● DATA LISTING
▬▬▬▬▬▬

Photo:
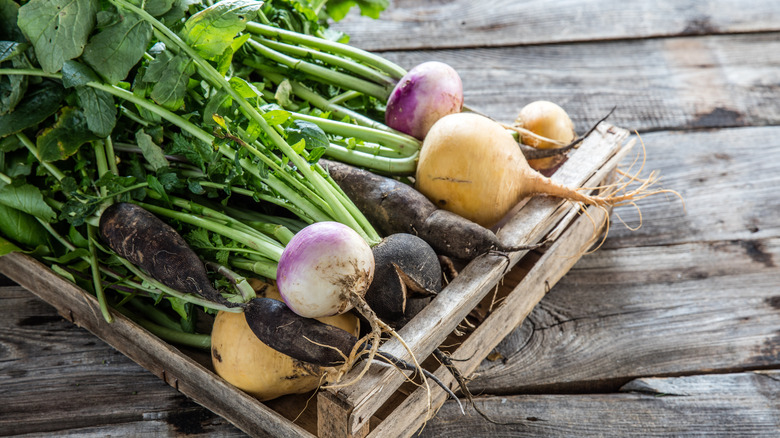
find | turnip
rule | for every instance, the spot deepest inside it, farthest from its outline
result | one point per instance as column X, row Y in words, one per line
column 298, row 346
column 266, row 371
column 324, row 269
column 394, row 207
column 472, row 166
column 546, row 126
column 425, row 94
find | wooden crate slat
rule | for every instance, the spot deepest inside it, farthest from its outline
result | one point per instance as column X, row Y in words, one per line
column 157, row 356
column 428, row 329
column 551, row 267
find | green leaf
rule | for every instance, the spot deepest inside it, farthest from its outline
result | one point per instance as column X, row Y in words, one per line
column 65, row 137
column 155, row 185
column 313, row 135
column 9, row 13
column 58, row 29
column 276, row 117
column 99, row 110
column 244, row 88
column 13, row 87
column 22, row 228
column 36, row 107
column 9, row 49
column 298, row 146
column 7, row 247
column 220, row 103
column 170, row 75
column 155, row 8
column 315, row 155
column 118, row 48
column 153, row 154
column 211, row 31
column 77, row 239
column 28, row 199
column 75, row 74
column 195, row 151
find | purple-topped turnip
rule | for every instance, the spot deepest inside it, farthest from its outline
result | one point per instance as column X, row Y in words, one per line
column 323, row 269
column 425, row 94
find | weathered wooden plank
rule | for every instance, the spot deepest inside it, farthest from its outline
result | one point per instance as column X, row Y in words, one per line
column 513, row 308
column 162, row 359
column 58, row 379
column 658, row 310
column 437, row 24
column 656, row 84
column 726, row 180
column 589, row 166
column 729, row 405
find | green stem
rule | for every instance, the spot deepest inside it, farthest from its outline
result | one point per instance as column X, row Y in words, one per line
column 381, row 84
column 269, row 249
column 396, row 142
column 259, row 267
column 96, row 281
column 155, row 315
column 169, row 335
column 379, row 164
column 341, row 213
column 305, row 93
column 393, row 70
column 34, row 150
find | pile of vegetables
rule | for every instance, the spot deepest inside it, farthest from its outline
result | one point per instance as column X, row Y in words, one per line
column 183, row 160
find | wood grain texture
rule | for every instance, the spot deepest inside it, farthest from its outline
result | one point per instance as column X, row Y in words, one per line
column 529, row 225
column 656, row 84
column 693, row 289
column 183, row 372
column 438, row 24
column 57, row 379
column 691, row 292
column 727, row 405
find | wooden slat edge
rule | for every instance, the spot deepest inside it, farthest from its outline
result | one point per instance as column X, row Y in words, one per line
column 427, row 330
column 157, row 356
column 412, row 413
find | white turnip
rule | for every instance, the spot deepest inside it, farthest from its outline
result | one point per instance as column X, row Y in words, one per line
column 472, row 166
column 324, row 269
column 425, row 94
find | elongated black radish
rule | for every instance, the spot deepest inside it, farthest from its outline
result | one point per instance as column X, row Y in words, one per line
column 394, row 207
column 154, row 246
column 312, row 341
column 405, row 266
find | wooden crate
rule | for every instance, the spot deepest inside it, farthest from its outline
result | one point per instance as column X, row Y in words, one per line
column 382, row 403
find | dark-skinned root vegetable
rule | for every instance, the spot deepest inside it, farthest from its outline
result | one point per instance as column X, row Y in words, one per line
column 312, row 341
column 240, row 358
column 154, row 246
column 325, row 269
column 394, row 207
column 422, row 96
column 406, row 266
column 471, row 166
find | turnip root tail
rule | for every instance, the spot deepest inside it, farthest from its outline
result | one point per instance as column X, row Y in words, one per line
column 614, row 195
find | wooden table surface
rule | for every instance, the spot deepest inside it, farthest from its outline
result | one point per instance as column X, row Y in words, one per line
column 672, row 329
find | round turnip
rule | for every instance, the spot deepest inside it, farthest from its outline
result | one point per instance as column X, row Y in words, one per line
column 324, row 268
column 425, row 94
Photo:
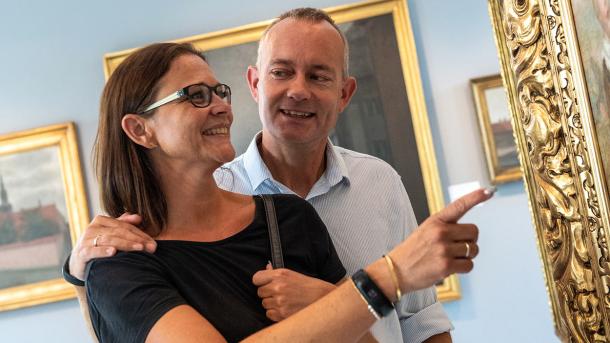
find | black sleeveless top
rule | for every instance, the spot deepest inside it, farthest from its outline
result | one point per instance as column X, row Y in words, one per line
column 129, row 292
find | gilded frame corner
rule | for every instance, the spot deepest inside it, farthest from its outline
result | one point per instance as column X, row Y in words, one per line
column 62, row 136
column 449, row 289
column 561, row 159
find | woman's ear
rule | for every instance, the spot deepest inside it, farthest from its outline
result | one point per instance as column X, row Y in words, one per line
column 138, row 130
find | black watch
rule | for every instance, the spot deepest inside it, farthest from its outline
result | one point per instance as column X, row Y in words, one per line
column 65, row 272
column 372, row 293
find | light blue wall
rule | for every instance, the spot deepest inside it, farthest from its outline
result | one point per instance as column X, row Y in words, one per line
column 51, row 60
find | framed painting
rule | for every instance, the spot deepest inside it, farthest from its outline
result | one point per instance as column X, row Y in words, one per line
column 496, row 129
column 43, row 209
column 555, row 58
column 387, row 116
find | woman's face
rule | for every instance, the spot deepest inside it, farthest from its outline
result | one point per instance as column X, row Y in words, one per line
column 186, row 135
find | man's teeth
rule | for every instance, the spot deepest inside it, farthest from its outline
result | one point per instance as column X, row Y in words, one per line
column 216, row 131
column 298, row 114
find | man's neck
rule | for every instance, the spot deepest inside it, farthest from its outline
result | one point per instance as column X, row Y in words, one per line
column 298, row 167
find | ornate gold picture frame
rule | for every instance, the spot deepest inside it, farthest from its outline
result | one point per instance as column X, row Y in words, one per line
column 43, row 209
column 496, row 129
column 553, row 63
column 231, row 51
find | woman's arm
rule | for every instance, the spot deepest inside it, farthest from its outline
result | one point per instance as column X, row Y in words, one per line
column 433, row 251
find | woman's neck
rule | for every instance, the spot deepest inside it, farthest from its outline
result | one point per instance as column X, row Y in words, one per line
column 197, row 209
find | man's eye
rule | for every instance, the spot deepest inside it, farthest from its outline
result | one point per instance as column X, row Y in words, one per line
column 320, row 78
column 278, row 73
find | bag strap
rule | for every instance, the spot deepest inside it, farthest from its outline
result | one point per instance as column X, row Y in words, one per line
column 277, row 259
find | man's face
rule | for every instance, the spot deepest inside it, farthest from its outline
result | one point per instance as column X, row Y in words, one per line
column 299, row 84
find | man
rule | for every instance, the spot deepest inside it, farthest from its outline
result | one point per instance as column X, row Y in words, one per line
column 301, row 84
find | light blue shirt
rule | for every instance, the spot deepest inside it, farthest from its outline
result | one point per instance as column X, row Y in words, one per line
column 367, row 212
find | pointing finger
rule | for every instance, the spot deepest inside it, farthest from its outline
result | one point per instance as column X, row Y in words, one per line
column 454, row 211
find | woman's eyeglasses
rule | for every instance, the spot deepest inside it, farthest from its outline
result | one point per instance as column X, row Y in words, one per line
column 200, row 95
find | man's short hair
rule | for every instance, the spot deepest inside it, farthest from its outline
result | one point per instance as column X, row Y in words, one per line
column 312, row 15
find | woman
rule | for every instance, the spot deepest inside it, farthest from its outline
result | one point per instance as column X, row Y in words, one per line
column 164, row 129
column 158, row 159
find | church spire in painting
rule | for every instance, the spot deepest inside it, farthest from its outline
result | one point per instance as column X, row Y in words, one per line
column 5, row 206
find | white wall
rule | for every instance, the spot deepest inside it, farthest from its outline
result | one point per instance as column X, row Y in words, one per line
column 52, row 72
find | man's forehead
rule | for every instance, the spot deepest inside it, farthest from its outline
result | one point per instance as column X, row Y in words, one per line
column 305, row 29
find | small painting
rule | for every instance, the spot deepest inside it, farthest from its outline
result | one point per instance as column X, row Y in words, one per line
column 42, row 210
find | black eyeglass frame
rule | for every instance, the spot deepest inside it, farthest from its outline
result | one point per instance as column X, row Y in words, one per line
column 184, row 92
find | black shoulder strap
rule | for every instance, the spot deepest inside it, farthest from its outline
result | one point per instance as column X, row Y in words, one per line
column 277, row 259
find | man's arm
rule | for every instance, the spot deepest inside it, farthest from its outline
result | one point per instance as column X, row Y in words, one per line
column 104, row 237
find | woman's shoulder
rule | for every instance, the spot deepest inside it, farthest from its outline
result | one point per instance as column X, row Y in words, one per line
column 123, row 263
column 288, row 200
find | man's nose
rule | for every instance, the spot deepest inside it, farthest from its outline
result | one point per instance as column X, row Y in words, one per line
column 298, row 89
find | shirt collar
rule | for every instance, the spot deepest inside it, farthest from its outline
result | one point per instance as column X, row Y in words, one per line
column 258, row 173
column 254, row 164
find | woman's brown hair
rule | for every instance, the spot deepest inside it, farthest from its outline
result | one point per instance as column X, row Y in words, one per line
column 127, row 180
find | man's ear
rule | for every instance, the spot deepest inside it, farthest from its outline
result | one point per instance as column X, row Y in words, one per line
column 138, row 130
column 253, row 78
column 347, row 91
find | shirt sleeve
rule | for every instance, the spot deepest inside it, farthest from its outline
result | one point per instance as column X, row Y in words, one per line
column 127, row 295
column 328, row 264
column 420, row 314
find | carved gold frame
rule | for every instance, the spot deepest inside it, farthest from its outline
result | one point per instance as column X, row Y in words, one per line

▬▬▬▬▬▬

● GIVEN EXERCISE
Rewrite everything in the material above from the line containing "find | pointing finger" down to the line containing "column 158, row 159" as a numbered list, one line per item, leaving out any blank lines.

● SOLUTION BELOW
1. find | pointing finger
2. rule | for every instance, the spot deepest inside it, farthest from its outline
3. result | one point per instance as column X, row Y in words, one per line
4. column 454, row 211
5. find | woman's eyeglasses
6. rule | for every instance, the spot deepest inside it, farthest from its outline
7. result | one point per instance as column X, row Y in words, one per line
8. column 200, row 95
9. find | man's short hair
10. rule | for every instance, the spot deepest inside it, farthest from its outline
11. result | one point per instance as column X, row Y in words, one per line
12. column 312, row 15
13. find | woman
14. rule | for every instance, the spot deepest inside it, farthest from its outline
15. result | one point per instance as column X, row Y in words, one per line
16. column 164, row 129
17. column 158, row 159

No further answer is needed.